((

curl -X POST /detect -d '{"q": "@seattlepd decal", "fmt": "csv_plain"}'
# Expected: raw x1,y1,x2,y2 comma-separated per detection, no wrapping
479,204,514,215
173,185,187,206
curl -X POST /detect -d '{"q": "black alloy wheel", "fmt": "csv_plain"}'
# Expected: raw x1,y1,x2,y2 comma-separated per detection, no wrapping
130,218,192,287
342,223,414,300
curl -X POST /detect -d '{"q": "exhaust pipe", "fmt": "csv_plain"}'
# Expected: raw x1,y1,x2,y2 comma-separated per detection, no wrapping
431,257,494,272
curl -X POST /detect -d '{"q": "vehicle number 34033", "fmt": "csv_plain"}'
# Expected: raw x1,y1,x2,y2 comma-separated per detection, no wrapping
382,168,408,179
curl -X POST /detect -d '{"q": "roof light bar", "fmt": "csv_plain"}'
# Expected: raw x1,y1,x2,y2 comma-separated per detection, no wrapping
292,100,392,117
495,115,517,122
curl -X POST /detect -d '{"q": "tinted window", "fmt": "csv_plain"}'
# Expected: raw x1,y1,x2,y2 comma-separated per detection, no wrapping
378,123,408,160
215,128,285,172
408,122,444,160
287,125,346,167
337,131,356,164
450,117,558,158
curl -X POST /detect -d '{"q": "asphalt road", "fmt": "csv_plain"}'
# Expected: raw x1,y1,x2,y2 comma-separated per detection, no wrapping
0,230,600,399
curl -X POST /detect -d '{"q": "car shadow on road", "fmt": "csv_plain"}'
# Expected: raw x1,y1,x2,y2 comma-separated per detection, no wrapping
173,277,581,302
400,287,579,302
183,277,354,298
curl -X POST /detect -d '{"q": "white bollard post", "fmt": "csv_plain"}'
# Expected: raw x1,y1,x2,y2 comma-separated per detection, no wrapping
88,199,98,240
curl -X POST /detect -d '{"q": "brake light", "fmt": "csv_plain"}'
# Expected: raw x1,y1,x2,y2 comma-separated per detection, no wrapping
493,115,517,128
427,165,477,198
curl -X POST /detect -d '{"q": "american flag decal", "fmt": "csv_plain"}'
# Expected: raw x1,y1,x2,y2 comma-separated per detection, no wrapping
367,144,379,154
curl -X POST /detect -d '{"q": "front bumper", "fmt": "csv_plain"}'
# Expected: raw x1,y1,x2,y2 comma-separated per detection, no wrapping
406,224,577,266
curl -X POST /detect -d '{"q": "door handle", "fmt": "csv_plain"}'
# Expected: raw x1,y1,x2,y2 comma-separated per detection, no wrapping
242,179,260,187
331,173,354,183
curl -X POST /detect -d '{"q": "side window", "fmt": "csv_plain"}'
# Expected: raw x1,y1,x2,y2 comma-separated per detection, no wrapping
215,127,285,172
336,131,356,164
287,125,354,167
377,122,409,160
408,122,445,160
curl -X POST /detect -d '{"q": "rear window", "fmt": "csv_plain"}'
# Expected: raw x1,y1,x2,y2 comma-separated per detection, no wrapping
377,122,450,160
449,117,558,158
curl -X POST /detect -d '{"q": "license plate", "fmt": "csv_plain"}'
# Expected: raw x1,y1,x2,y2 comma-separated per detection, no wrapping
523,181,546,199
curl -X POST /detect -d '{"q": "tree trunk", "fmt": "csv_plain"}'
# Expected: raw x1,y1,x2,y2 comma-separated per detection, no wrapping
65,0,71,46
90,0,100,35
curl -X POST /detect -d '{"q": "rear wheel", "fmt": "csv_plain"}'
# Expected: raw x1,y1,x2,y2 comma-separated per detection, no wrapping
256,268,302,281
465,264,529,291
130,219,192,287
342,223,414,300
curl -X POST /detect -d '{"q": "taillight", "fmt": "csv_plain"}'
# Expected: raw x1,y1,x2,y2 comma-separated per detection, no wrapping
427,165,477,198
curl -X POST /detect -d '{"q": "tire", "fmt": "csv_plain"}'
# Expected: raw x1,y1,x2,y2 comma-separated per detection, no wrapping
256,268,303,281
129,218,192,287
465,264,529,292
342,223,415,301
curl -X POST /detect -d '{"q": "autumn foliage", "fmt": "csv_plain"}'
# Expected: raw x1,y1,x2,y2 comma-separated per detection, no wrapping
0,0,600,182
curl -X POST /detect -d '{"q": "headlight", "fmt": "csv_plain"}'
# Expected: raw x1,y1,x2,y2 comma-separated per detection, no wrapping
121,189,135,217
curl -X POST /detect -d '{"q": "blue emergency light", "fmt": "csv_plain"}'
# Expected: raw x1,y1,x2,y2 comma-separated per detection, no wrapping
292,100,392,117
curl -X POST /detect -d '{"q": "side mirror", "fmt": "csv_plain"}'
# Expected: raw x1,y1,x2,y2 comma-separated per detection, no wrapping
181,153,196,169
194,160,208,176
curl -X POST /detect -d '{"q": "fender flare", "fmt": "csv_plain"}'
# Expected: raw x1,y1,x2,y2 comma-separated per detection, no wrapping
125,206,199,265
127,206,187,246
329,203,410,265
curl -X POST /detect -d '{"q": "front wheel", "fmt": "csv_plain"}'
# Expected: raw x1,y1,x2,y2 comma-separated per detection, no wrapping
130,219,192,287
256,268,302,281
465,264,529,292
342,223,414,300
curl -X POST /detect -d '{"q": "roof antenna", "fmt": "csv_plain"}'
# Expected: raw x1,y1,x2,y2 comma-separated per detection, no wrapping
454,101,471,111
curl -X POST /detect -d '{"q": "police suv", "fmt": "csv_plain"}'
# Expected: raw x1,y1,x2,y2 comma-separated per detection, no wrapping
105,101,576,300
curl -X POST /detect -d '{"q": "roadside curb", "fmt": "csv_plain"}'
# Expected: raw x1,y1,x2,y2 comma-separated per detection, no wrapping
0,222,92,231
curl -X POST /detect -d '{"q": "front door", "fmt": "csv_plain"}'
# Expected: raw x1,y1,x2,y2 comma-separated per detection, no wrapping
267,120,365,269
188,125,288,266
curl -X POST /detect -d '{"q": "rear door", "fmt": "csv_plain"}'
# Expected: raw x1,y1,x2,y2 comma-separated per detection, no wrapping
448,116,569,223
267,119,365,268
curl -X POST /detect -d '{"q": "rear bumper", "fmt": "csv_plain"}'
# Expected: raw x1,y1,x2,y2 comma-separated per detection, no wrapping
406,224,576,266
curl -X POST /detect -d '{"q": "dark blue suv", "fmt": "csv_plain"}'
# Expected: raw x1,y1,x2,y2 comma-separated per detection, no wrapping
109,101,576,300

))

• Aim:
Rewrite all the lines above, changing "csv_plain" to "csv_raw" wherever it occurs and leaving everything else untouched.

• Full answer:
curl -X POST /detect -d '{"q": "@seattlepd decal", "fmt": "csv_raw"}'
# Expected: raw x1,y1,x2,y2 comma-separated per detection, no wrapping
479,204,514,215
173,185,187,206
curl -X POST /detect -d '{"q": "black alloy wheel", "fmt": "csv_raw"}'
# Expected: raw x1,y1,x2,y2 comma-separated per detection, no wrapping
130,218,192,287
342,223,414,300
curl -X POST /detect -d '{"q": "exhaust pipe", "fmt": "csv_raw"}'
# Expected: raw x1,y1,x2,y2 comma-separated per detection, no wrapping
431,257,494,272
curl -X POST /detect -d '{"q": "vehicle number 34033", "fmt": "csv_raw"}'
# Expected: raw x1,y1,x2,y2 comma-separated per detection, no wrapping
382,168,408,179
curl -X POST /detect -d '{"q": "roof light bar", "fmt": "csv_raw"}'
# Expected: raw x1,y1,x2,y2 comma-separated per detection, no wrapping
292,100,392,117
495,115,517,122
curl -X POST /detect -d '{"q": "tinted window", "fmt": "csv_raw"}'
# Expected: raw x1,y1,x2,y2 comma-separated per detection, no wrapping
378,123,408,160
215,128,285,172
408,122,444,160
287,125,346,167
337,131,356,164
450,117,558,158
curl -X POST /detect -d '{"q": "asphalt road", "fmt": "csv_raw"}'
# Expected: raw x1,y1,x2,y2 comma-separated per detection, no wrapping
0,230,600,399
curl -X POST /detect -d '{"q": "car shadow on road", "fmt": "csv_raw"}'
# Expected: raw x1,y1,x2,y2 comma-separated per detection, no wrapping
173,277,581,302
400,287,579,302
183,277,354,298
curl -X POST /detect -d '{"q": "white bollard post", "fmt": "csv_raw"}'
# Expected: raw x1,y1,x2,y2 comma-separated per detection, no wrapping
88,199,98,240
curl -X POST /detect -d '{"q": "brake light", "fmt": "csv_raw"}'
# Expected: raw x1,y1,x2,y2 comma-separated per detection, no wrapping
493,115,517,128
427,165,477,198
curl -X POST /detect -d '{"q": "american flag decal", "fmt": "csv_raw"}'
# Expected: raw x1,y1,x2,y2 comma-separated per detection, no wrapping
367,144,379,154
curl -X POST /detect -d '{"q": "front bumper", "fmt": "csv_raw"}'
# Expected: raw x1,y1,x2,y2 comma-separated per detection, no wrapping
406,224,577,266
curl -X POST /detect -d '{"q": "door handle", "fmt": "csv_raw"}'
# Expected: raw x1,y1,x2,y2 comma-separated per detection, no wrapping
242,179,260,187
331,173,354,183
curl -X POST /detect -d '{"q": "side window", "fmt": "csv_raw"}'
# Expected: raw x1,y1,x2,y2 comma-separated per detection, no wrapping
215,127,285,172
336,131,356,164
287,125,354,167
377,122,409,160
408,122,445,160
curl -X POST /detect -d '{"q": "rear window", "fmt": "csv_raw"}'
# Expected: raw x1,y1,x2,y2 comma-separated per detection, no wrapping
377,122,450,160
449,117,558,158
curl -X POST /detect -d '{"q": "license plate", "fmt": "csv_raw"}'
# Expected: raw x1,y1,x2,y2 comma-separated per detection, no wrapping
523,181,546,199
curl -X POST /detect -d '{"q": "tree trunk", "fmt": "csv_raw"}'
# Expected: raw x1,y1,x2,y2 comma-separated per detection, no wrapping
65,0,71,46
90,0,100,35
curl -X POST /detect -d '{"q": "rear wheel", "fmt": "csv_raw"}'
# Expected: raw x1,y1,x2,y2 comma-separated per detection, no wrapping
256,268,302,281
465,264,529,291
130,219,192,287
342,223,414,300
curl -X POST /detect -d '{"q": "taillight", "fmt": "csv_raw"}'
# Expected: raw x1,y1,x2,y2 comma-separated per detection, no wrapping
427,165,477,198
curl -X POST /detect -d '{"q": "tire", "fmt": "csv_raw"}'
# Expected: raw x1,y1,x2,y2 comma-separated per detection, no wrapping
256,268,303,281
129,218,192,287
465,264,529,292
342,223,415,301
curl -X POST /detect -d '{"q": "autumn foliage", "fmt": "csv_raw"}'
# Expected: raw x1,y1,x2,y2 comma-separated per detection, no wrapping
0,0,600,182
curl -X POST /detect -d '{"q": "headlight", "fmt": "csv_raw"}'
# Expected: raw x1,y1,x2,y2 comma-separated per detection, no wrapping
121,189,135,217
curl -X POST /detect -d '{"q": "blue emergency light", "fmt": "csv_raw"}'
# Expected: raw x1,y1,x2,y2 comma-separated per detection, no wrapping
292,100,392,117
curl -X POST /detect -d '{"q": "side mirror", "fmt": "csv_raw"}'
# Expected: raw x1,y1,x2,y2 comma-separated per detection, no wrapping
181,153,196,169
194,160,208,176
curl -X POST /detect -d '{"q": "fender flare", "fmt": "csv_raw"}'
# Expected: raw x1,y1,x2,y2 comma-separated per detection, no wrapping
125,206,199,265
127,206,187,246
329,203,410,265
curl -X POST /detect -d '{"q": "front wheel", "fmt": "csv_raw"}'
# Expected: raw x1,y1,x2,y2 comma-separated per detection, no wrapping
130,219,192,287
256,268,302,281
465,264,529,292
342,223,414,300
curl -X POST /detect -d '{"q": "roof antenna", "fmt": "csv_raw"}'
# Expected: raw x1,y1,x2,y2 comma-separated per detection, no wrapping
454,101,471,111
curl -X POST /detect -d '{"q": "police suv", "fmt": "csv_raw"}'
# Expected: raw x1,y1,x2,y2 comma-separated per detection, no wrapping
105,101,576,300
curl -X POST /detect -d '{"q": "roadside curb", "fmt": "csv_raw"}'
# Expected: raw x1,y1,x2,y2 comma-separated per detection, no wrapping
0,222,92,231
curl -X POST /detect -d '{"q": "front door", "fmt": "csv_raw"}'
# Expected: raw x1,y1,x2,y2 comma-separated per detection, no wrapping
267,120,365,269
188,125,288,266
curl -X POST /detect -d '{"q": "rear door", "fmt": "csv_raw"}'
# Expected: raw x1,y1,x2,y2 comma-separated per detection, no wrapping
448,116,569,223
267,119,365,268
curl -X POST /detect -d '{"q": "rear bumper", "fmt": "csv_raw"}'
# Expected: raw x1,y1,x2,y2 comma-separated per detection, no wrapping
406,224,576,266
curl -X POST /detect -d '{"q": "dark blue suv", "fmt": "csv_raw"}'
# Expected: raw x1,y1,x2,y2 comma-separated per detection, no wrapping
109,101,576,300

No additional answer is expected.